__Objetivo__:
Imprima, sem nenhuma alteração, o trecho da página sobre a política externa de Biden que começa em "Foi o que disse" e vai até "quanto no Executivo.".

__Página__:

O presidente eleito Joe Biden prometeu ter a política externa como uma das prioridades de sua administração e retornar os Estados Unidos ao mundo e ao multilateralismo.

Foi o que disse em 24 de novembro ao anunciar os nomes que apresentará ao Congresso para formar seu gabinete de segurança, depois que Trump finalmente deu luz verde para iniciar a transição de poder – embora ele ainda não tenha reconhecido sua derrota nas urnas e continue semeando incertezas sobre sua saída da Casa Branca.

Biden é um político de longa data, reconhecido por promover a participação ativa dos Estados Unidos em organizações multilaterais e conflitos internacionais como membro do Comitê de Relações Internacionais do Senado e como vice-presidente de Barack Obama (2009-2017). Os eleitos para seu gabinete compartilham esta visão e já trabalharam com ele tanto no Congresso quanto no Executivo.

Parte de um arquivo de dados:

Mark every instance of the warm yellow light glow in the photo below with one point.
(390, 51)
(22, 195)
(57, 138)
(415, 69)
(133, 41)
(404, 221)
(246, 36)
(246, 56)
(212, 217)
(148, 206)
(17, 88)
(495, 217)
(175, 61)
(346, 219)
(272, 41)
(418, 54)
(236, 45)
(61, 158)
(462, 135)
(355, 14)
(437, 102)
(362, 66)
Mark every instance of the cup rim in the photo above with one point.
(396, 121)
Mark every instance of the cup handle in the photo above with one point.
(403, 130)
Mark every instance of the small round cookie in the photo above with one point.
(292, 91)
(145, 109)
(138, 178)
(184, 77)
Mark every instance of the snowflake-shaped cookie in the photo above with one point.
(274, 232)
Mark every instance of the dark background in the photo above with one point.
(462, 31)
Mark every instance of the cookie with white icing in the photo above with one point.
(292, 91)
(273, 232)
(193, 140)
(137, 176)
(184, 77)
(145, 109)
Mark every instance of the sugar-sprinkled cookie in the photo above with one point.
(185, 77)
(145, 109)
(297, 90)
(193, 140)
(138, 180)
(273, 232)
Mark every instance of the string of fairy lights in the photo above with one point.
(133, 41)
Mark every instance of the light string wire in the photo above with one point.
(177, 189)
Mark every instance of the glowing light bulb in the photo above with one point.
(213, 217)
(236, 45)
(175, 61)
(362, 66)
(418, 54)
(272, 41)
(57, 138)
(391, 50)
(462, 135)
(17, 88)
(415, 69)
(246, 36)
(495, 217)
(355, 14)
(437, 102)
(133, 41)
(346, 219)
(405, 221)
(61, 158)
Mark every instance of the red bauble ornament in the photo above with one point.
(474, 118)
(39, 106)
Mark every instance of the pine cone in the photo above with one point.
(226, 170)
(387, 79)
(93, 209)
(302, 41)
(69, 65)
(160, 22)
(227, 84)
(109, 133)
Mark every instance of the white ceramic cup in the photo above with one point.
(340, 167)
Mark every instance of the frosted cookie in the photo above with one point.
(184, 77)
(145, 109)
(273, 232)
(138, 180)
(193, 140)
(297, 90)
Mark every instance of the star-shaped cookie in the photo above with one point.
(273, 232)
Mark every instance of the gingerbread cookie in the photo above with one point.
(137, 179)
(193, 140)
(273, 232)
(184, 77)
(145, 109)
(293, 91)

__Exercício concluído__:
Foi o que disse em 24 de novembro ao anunciar os nomes que apresentará ao Congresso para formar seu gabinete de segurança, depois que Trump finalmente deu luz verde para iniciar a transição de poder – embora ele ainda não tenha reconhecido sua derrota nas urnas e continue semeando incertezas sobre sua saída da Casa Branca.

Biden é um político de longa data, reconhecido por promover a participação ativa dos Estados Unidos em organizações multilaterais e conflitos internacionais como membro do Comitê de Relações Internacionais do Senado e como vice-presidente de Barack Obama (2009-2017). Os eleitos para seu gabinete compartilham esta visão e já trabalharam com ele tanto no Congresso quanto no Executivo.